━━ Entries shown ━━
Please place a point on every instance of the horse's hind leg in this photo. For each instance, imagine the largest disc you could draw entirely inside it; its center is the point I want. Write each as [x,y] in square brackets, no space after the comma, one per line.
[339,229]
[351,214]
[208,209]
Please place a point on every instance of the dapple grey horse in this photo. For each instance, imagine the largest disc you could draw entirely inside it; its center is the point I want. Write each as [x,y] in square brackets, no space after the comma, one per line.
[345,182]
━━━
Repeat the data in full, exactly as supplied.

Please place a point on every instance of the horse's hind leg in this photo. For each instance, imagine the largest disc you could draw entirely inside it; its center is the point I want. Write each as [x,y] in square brackets, no space after the comma, one per line.
[339,229]
[351,214]
[208,209]
Please place a point on every instance of the dapple grey horse in this photo. For each instance, imagine the largest disc you could draw entirely inside it; its center is the point I want. Write each as [x,y] in square brackets, no space after the comma, one per line.
[345,182]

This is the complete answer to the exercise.